DOCUMENT SEGMENT:
Tag: sick leave

COVID-19 Leave

Congress: Some Employers Must Give Paid COVID-19 Leave

On March 18, 2020, Congress passed and President Trump signed the Families First Coronavirus Response Act. This legislation includes an Emergency Paid Sick Leave Act and amendments to the Family and Medical Leave Act, along with corresponding tax credits. These provisions give some employees the right to up to 12 weeks of paid leave related to the public health emergency caused by the novel coronavirus. These COVID-19 leave entitlements will be in place beginning April 2, 2020, and end December 31, 2020.

Emergency Paid Sick Leave

The Emergency Paid Sick Leave Act gives employees the right to take up to 80 hours (less for part-time employees) for certain COVID-19 related conditions.

This sick leave is in addition to any other sick leave available to employees under employer plans or other laws. Employers cannot require employees to use other forms of paid leave before this emergency paid sick leave.

Covered Employers

The law applies to all public (governmental) employers and private employers with fewer than 500 employees.

However, employers of health care providers or emergency responders can choose to excuse those employees from the sick leave requirements.

The law also gives the Secretary of Labor the right to issue regulations that further limit the coverage, including:

  • to exclude health care providers and emergency responders; and
  • to exempt small businesses with fewer than 50 employees from the requirement to provide paid sick leave to employees to care for children whose schools are closed or child care is unavailable.

Hopefully, the Department of Labor will issue any such regulations before April 2nd.

Qualifying Conditions

Employees of covered employees can take sick leave when the employee is:

  1. subject to a Federal, State, or local quarantine or isolation order related to COVID-19;
  2. advised by a health care provider to self-quarantine due to concerns related to COVID-19;
  3. experiencing symptoms of COVID-19 and seeking a medical diagnosis;
  4. caring for an individual who is subject to a quarantine or isolation order;
  5. caring for a son or daughter if their school has been closed or their child care provider is unavailable due to COVID-19 precautions; and
  6. experiencing any other substantially similar condition specified by the Secretary of Health and Human Services in consultation with the Secretary of the Treasury and the Secretary of Labor.

Duration of Leave

Full-time employees will be eligible to take up to 80 hours of paid sick leave for the above circumstances.

Part-time employees can take up to the average number of hours they work in two weeks

The law does not clarify who qualifies as a full- vs. part-time employee. However, it seems like anyone who averages 40 hours or more could take up to 80 hours of leave. Employees who average less than that would get the number of hours they average in two weeks.

For part-time employees whose hours vary, employers should calculate the average number of hours the employee was scheduled to work over the past 6-months (dating back from the start of the paid sick time). Or if the employee didn’t work in the past 6 months, use the employee’s reasonable expectation of hours at the time of hiring.

Amount of Pay

Employers must pay employees on paid COVID-19 sick leave based on their “regular rate of pay” under the FLSA (assuming it is above minimum wage). There is some uncertainty about exactly what that would mean in the case of employees who receive compensation beyond base hourly and salary rates. For example, some non-discretionary bonuses and commission payments apparently would need to be factored in.

EXERCISE DESCRIPTION:
Copy word for word the portion of the COVID-19 leave text starting at "This sick leave" and ending at "paid sick leave.".

INFORMATION:
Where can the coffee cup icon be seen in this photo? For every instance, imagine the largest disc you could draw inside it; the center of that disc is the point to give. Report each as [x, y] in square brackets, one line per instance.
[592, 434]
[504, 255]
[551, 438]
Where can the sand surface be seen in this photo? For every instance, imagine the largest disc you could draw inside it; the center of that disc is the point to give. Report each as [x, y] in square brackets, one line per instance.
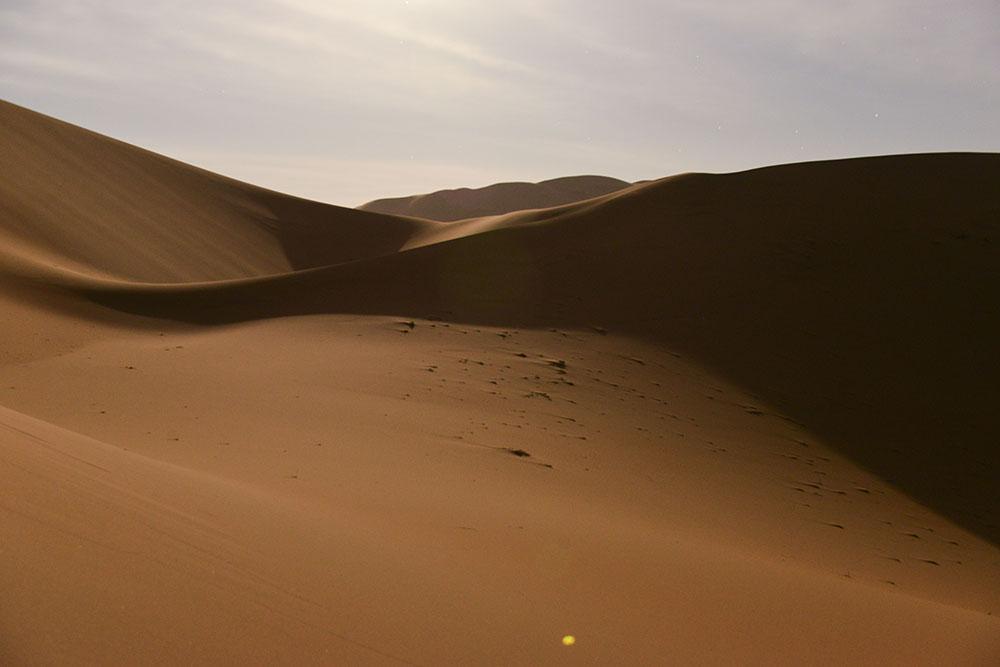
[450, 205]
[712, 419]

WRITTEN RESPONSE:
This sick leave is in addition to any other sick leave available to employees under employer plans or other laws. Employers cannot require employees to use other forms of paid leave before this emergency paid sick leave.